*** PASSAGE PROVIDED ***

May 24, 2024 -- The landlord of a three-unit rent control building in Santa Monica's Pico Neighborhood has been charged with discrimination in two separate lawsuits filed by the City and two former tenants.

The City's lawsuit filed in State Superior Court alleges that landlord Masoud Atef "intentionally discriminated against a tenant based on disability," according to the City Attorney's office.

The 25-page complaint also alleges that Atef "engaged in harassment against tenants of multiple units at the same property" at 1836 Euclid Street.

According to the City Attorney's office, the disabled tenant, who has lived on the property since 2021 and is "immunocompromised," asked Atef "multiple times" to "remediate toxic mold in her unit and temporarily relocate her during the remediation."

The lawsuit alleges that Atef declined to consider the request and told the tenant that his building is not suitable for tenants with “special conditions.

He also allegedly told the tenant that his building is “not a wise choice for someone with respiratory issues” or for those who “require special care and attention.”

Santa Monica’s Housing Anti-Discrimination Ordinance requires landlords to make "reasonable accommodations for disabled tenants" and prohibits them "from making a rental unit unavailable to a person because of that person’s disability," the City Attorney's office said.

It also prohibits landlords from "making any statements that indicate a preference, limitation, or discrimination with respect to a disability."

The complaint also alleges that Atef "has committed tenant harassment, using fraud, intimidation and coercion to influence his tenants to vacate."

*** DATASET RECORDS ***

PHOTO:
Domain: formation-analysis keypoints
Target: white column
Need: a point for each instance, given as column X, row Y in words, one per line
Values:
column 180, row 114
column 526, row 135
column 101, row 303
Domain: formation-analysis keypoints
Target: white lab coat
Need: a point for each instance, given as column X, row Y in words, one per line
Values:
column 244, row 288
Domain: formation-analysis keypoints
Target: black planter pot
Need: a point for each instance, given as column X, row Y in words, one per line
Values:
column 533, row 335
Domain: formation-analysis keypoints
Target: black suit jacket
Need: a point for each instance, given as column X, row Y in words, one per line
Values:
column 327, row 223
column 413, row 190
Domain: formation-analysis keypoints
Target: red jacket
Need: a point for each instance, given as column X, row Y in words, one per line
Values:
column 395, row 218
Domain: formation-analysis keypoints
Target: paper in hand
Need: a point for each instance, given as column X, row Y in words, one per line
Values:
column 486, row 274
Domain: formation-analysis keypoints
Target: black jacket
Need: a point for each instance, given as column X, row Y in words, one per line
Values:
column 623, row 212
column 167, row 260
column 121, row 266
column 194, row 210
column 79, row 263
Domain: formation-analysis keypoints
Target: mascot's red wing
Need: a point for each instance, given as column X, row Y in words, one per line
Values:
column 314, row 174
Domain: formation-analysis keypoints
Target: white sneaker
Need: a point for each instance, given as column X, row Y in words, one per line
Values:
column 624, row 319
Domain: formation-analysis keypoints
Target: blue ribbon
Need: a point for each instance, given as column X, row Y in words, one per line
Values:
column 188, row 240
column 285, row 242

***
*** DATASET RECORDS ***

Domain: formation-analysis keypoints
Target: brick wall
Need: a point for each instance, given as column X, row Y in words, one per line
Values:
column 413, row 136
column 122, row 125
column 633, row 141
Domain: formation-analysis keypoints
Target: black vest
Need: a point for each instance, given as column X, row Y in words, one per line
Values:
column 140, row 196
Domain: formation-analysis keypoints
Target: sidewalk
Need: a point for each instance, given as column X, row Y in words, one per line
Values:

***
*** DATASET RECORDS ***

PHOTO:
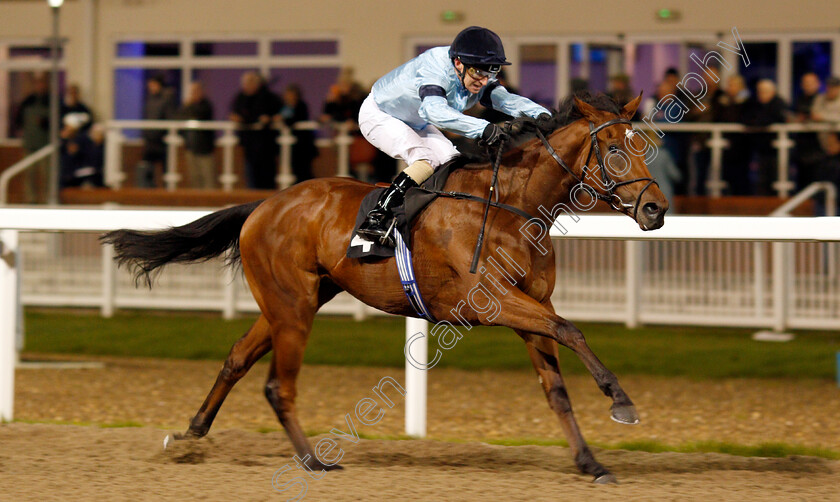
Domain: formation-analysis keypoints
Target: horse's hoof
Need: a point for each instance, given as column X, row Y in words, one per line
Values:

***

* [EXPLORE THE MATERIAL]:
• A. Duplicate the Santa Monica landlord article from "According to the City Attorney's office, the" to "Attorney's office said.".
• B. According to the Santa Monica landlord article, what means did Atef allegedly use to influence his tenants to vacate? List each one.
The data above has no connection to the Santa Monica landlord article.

* [RESPONSES TO THE TASKS]:
• A.
According to the City Attorney's office, the disabled tenant, who has lived on the property since 2021 and is "immunocompromised," asked Atef "multiple times" to "remediate toxic mold in her unit and temporarily relocate her during the remediation."

The lawsuit alleges that Atef declined to consider the request and told the tenant that his building is not suitable for tenants with “special conditions.

He also allegedly told the tenant that his building is “not a wise choice for someone with respiratory issues” or for those who “require special care and attention.”

Santa Monica’s Housing Anti-Discrimination Ordinance requires landlords to make "reasonable accommodations for disabled tenants" and prohibits them "from making a rental unit unavailable to a person because of that person’s disability," the City Attorney's office said.

• B.
Fraud
Intimidation
Coercion